--- Excerpt Enclosed Below ---
No - I am contesting that you/Alexander are placing too much emphasis on the academia bubble. You grow up - however, you grow apart from your parents - you are surrounded by different influences.
No one is saying that these narratives are
solely created and propagated by academia. They stem from academia, and in many cases the seed is planted by professors in the minds of students, but it is propagated by many different outlets. Hollywood and entertainment venues for one. But, more significantly, you have a mainstream media that has been highly biased for decades, and perpetuating these narratives. In fact, this quote is especially damning when it comes to the idea that the mainstream media is
extremely biased:
“This seems to me like an occasion when the non-official campaign has a big role to play in defining Palin, shaping the terms of the conversation and saying things that the official [Obama] campaign shouldn’t say – very hard-hitting stuff, including some of the things that people have been noting here – scare people about having this woefully inexperienced, no foreign policy/national security/right-wing christia wing-nut a heartbeat away …… bang away at McCain’s age making this unusually significant …. I think people should be replicating some of the not-so-pleasant viral email campaigns that were used against [Obama].”
The journo-list findings show a concerted effort to
mislead the public. Combine that with the
empirically proven bias of
academia (
especially in the area of social sciences) and the fact that academia also propagates these ideas, and then realize that this has been the situation for
decades. It would be hard for these narratives to
not become ubiquitous. There narratives, after a point, are simple to propagate with only a few cherry picked facts or a subtle spin on a story.
Even after someone has left academia, for decades, the news coverage they received has been almost exclusively liberal and promoting these narratives. Yes, you have the rise of the new media, but the market is
still dominated by leftist sources who are promoting these narratives.
There is
no way that any narratives from the right
could even approach being as ubiquitous as the narratives Alexander's article is talking about. They are
not generally promoted in academia, or the entertainment industry, and only even taken at all seriously in a minor part of media outlets.
--- End of Enclosed Excerpt ---
--- Material shown Enclosed Below ---
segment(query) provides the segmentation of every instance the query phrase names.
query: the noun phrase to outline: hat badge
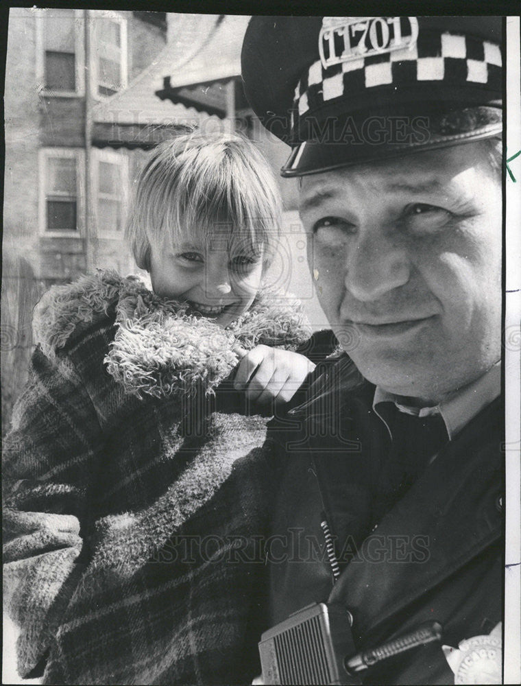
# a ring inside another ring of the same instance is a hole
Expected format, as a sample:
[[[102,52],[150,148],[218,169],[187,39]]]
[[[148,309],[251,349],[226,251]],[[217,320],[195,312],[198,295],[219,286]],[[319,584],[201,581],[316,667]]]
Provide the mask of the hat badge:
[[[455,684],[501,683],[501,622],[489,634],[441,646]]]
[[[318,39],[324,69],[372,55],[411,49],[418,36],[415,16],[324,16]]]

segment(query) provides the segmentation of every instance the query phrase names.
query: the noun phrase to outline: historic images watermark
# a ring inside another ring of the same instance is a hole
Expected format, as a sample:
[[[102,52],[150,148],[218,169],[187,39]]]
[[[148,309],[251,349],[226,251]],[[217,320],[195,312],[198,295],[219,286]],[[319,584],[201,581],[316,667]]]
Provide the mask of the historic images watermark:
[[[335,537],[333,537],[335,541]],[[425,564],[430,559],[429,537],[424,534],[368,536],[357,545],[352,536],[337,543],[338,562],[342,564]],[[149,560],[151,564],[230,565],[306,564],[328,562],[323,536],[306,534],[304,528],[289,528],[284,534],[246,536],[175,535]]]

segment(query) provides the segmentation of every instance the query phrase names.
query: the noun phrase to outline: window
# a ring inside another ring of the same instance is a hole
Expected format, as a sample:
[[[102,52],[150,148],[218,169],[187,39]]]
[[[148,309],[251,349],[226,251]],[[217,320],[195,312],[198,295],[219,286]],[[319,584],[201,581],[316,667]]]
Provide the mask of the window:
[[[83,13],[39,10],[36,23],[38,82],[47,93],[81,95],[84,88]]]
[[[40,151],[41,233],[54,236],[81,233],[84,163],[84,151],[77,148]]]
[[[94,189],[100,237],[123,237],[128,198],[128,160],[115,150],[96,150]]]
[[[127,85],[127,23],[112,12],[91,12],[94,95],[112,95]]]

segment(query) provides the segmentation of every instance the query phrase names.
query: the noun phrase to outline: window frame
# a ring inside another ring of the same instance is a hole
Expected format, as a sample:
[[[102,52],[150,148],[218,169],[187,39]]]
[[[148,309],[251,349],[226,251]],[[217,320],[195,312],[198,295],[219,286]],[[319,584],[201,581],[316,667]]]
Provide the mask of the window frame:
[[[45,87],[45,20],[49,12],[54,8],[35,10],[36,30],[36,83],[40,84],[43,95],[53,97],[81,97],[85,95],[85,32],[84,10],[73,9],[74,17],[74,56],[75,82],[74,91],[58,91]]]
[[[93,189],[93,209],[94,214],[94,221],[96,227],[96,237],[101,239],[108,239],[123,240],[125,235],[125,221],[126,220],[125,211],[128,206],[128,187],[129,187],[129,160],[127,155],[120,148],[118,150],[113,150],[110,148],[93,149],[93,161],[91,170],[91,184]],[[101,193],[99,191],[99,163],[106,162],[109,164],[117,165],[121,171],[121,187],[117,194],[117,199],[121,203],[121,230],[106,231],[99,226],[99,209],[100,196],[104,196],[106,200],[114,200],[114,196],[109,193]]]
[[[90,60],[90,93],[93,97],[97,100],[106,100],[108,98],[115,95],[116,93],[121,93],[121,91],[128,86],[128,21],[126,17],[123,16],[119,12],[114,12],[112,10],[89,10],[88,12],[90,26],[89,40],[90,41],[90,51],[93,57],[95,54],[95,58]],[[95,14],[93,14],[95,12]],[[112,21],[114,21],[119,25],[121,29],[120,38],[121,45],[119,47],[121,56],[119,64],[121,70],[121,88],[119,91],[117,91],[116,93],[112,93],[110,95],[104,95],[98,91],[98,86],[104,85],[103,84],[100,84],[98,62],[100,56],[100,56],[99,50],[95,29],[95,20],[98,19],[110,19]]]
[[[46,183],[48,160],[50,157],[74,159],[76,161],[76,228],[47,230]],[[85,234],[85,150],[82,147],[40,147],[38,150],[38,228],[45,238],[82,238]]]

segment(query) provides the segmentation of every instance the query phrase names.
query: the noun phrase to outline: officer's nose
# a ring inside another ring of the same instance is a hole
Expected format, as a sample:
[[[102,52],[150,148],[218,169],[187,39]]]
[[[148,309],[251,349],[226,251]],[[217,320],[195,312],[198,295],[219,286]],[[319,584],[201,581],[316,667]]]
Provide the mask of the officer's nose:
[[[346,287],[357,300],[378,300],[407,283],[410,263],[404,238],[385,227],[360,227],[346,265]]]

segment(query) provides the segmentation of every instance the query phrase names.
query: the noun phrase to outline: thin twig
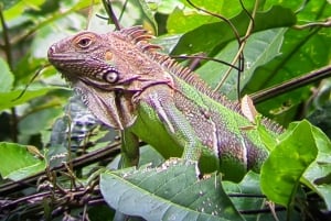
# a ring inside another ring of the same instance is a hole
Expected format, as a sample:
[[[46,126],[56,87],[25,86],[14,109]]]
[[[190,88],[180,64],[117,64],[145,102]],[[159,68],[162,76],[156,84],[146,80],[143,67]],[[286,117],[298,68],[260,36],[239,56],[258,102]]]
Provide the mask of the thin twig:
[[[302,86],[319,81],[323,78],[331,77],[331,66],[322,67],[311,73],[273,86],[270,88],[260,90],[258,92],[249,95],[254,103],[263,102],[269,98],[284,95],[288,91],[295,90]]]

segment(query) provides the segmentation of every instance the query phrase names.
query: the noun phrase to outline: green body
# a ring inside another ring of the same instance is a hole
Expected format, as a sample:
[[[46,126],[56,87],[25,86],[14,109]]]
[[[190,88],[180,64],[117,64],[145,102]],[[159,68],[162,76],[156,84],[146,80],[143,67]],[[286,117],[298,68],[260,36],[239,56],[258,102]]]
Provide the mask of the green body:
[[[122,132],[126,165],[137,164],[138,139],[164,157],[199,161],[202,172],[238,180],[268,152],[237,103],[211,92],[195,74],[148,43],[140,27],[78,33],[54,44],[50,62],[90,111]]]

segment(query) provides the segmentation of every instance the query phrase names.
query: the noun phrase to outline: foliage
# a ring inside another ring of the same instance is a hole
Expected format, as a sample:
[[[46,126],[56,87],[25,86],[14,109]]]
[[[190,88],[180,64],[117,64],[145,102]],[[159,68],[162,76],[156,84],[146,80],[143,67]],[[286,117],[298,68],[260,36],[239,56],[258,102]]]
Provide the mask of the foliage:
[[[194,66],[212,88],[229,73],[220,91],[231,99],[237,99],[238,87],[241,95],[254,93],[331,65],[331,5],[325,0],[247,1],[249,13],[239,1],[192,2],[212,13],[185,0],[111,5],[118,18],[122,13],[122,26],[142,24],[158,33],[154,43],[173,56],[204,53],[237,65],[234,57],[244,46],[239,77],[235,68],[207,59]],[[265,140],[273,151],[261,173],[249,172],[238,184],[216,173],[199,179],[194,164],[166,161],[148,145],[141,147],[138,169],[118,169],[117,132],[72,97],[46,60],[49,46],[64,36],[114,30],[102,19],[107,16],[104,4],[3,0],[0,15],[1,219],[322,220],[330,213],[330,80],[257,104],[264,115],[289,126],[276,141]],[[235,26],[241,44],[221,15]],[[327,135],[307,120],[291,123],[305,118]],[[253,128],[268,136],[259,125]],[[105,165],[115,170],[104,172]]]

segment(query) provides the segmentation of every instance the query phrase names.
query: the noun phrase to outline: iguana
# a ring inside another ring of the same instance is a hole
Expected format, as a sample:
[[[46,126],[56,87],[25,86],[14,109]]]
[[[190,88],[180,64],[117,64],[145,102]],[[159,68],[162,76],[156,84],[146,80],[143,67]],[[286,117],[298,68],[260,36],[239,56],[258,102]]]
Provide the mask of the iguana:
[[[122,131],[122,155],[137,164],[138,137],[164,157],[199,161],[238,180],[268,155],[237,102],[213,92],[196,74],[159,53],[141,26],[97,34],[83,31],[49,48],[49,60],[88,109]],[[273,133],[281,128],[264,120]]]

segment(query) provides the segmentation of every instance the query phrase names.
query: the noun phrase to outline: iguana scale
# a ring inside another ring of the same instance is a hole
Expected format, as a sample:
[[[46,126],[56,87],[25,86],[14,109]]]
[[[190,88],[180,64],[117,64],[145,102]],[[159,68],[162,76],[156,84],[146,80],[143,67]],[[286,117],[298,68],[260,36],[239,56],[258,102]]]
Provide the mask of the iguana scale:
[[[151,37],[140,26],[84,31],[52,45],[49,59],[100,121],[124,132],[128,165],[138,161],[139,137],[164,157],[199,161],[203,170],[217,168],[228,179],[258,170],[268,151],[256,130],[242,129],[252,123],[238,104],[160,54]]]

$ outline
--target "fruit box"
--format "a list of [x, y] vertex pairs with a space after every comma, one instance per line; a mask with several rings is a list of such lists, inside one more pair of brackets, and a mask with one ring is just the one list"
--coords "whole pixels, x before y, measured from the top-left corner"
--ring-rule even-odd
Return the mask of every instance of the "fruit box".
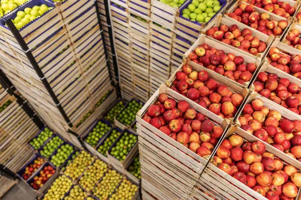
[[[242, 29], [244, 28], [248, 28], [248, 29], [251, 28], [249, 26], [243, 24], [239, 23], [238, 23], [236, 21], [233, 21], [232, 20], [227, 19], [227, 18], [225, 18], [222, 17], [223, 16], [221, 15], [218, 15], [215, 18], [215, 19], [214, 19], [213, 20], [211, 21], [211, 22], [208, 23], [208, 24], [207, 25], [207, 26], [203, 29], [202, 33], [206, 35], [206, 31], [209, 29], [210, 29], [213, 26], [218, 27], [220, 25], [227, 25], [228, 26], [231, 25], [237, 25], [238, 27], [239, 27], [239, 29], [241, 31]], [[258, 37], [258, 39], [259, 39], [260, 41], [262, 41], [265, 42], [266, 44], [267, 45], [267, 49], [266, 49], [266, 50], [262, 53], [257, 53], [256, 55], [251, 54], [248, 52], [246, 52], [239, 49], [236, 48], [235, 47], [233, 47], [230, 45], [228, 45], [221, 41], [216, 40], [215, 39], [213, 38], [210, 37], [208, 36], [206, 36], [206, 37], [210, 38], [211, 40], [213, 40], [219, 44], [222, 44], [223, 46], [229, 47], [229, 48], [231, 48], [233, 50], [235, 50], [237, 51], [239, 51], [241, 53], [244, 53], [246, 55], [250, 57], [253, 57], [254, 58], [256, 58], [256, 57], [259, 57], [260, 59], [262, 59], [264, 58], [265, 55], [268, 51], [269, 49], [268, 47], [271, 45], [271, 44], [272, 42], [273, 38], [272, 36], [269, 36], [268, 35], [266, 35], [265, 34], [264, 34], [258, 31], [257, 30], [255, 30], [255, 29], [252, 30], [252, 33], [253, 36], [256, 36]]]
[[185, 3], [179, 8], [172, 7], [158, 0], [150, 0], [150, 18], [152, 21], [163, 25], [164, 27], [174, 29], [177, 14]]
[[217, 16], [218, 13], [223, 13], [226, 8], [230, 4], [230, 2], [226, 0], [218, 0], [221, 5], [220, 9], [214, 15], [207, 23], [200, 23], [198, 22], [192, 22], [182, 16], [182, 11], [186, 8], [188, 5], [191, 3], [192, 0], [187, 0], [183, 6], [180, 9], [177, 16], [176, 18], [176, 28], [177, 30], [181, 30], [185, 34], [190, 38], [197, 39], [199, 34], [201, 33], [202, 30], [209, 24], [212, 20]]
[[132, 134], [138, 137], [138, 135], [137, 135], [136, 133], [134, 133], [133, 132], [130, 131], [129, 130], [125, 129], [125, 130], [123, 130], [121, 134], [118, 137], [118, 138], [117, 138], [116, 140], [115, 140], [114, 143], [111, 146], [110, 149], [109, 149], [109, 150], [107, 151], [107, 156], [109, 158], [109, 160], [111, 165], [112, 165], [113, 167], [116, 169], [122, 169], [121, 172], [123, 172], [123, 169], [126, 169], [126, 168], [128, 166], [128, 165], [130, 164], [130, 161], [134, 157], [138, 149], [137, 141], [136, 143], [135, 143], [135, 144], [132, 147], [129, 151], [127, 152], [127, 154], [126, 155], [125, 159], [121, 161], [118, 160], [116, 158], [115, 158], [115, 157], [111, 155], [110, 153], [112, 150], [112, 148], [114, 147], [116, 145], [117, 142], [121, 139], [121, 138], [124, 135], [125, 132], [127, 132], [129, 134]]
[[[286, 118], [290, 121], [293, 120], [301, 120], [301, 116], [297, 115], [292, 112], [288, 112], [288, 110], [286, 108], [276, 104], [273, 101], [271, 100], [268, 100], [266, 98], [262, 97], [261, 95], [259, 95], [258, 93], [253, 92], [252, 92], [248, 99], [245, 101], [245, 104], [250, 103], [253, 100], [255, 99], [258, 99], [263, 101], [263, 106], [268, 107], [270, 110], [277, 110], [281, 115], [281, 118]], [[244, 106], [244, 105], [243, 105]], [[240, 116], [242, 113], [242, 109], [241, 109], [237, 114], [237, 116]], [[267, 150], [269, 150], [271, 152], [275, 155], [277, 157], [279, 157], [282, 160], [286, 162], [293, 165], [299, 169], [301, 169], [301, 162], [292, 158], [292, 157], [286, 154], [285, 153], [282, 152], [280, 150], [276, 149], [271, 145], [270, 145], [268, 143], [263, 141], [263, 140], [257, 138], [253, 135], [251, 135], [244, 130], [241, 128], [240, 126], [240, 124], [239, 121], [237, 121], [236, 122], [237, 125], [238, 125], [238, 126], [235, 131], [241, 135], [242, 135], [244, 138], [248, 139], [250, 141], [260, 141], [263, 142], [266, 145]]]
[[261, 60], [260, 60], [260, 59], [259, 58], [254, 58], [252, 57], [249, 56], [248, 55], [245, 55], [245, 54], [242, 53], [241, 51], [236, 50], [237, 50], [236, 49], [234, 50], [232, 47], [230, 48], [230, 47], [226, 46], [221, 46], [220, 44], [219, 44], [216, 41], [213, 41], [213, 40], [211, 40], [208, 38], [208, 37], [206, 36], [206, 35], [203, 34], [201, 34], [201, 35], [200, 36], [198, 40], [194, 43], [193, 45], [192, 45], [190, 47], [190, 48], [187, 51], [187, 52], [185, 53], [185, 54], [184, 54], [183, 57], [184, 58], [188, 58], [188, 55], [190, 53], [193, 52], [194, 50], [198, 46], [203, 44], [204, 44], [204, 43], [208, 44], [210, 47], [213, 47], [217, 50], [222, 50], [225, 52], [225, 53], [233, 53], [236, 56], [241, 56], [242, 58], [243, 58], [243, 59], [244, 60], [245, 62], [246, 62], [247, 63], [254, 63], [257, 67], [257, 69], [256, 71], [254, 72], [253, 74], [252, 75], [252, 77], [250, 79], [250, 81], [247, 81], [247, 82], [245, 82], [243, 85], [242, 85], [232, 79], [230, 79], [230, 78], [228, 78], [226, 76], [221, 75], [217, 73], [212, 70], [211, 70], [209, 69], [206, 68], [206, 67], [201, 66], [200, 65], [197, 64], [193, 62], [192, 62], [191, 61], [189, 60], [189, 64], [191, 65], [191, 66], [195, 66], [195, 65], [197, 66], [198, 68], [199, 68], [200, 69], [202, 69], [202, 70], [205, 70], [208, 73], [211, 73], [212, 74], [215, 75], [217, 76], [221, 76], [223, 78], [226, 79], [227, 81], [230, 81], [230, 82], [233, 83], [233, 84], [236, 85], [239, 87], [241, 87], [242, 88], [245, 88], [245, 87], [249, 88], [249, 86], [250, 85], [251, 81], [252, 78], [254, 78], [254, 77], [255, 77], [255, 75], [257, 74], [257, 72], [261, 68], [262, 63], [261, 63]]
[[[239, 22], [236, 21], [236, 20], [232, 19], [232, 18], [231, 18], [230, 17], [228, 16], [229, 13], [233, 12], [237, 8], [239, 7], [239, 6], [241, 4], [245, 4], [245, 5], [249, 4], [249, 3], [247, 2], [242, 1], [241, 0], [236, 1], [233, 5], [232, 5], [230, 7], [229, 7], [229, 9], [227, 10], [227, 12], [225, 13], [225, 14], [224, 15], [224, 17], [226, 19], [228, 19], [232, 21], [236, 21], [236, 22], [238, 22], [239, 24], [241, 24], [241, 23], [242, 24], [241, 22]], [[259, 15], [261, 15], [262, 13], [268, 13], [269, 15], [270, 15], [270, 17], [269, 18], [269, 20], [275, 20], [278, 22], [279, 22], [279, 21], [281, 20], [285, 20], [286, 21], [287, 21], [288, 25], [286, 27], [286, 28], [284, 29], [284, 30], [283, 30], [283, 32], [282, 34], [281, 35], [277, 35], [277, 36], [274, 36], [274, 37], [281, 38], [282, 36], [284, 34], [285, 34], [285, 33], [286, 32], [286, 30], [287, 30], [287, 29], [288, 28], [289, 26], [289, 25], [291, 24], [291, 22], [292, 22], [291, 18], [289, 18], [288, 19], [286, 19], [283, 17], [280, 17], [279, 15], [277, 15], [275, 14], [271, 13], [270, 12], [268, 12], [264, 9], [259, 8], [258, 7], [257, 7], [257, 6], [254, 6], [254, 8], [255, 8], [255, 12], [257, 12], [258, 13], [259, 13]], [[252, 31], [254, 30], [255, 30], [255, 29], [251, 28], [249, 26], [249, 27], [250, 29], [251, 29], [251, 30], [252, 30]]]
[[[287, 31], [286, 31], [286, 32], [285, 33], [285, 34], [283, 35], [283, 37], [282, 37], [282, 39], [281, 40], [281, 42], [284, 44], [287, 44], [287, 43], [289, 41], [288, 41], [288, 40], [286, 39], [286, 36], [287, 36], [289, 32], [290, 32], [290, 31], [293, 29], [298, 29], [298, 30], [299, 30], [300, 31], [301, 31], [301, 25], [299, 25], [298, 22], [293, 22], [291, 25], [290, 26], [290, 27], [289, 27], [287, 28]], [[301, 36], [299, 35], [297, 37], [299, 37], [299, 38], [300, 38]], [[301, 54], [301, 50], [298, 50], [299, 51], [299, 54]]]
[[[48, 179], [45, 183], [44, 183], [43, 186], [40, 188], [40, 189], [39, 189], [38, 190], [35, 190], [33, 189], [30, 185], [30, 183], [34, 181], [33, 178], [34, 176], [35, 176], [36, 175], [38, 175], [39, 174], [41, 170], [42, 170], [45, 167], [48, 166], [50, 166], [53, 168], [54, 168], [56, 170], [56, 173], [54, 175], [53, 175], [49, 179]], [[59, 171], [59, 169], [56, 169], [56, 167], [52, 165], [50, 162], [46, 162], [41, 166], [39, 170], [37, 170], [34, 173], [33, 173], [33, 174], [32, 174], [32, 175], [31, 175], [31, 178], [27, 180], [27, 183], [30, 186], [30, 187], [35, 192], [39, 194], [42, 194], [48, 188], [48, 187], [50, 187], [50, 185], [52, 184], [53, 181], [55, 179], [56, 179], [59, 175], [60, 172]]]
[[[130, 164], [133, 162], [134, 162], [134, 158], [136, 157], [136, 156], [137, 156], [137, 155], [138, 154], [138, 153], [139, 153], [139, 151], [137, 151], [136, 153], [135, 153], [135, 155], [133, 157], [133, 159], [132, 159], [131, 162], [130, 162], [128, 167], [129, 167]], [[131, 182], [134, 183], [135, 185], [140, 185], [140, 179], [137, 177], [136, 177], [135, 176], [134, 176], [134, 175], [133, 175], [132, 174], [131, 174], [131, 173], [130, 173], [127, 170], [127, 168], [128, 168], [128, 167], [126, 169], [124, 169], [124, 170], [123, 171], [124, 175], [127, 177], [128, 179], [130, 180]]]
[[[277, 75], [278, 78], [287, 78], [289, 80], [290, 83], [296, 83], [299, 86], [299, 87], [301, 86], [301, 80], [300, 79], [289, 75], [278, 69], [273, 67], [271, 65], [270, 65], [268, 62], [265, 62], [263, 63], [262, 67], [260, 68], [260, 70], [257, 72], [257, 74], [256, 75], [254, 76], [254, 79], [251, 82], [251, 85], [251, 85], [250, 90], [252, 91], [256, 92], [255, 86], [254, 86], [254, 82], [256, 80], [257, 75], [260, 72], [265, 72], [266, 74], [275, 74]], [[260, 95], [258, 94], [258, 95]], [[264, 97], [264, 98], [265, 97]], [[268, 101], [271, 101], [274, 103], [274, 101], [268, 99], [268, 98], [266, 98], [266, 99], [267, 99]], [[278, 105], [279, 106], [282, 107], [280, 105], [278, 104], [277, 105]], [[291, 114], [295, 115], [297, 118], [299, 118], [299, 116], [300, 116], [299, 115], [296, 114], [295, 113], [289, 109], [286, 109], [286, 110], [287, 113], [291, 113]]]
--- End of Enclosed Material shown ---
- _Work instruction_: In the comment on media bias above, what do the journo-list findings show, according to the writer?

- _Written answer_: They show a concerted effort to mislead the public.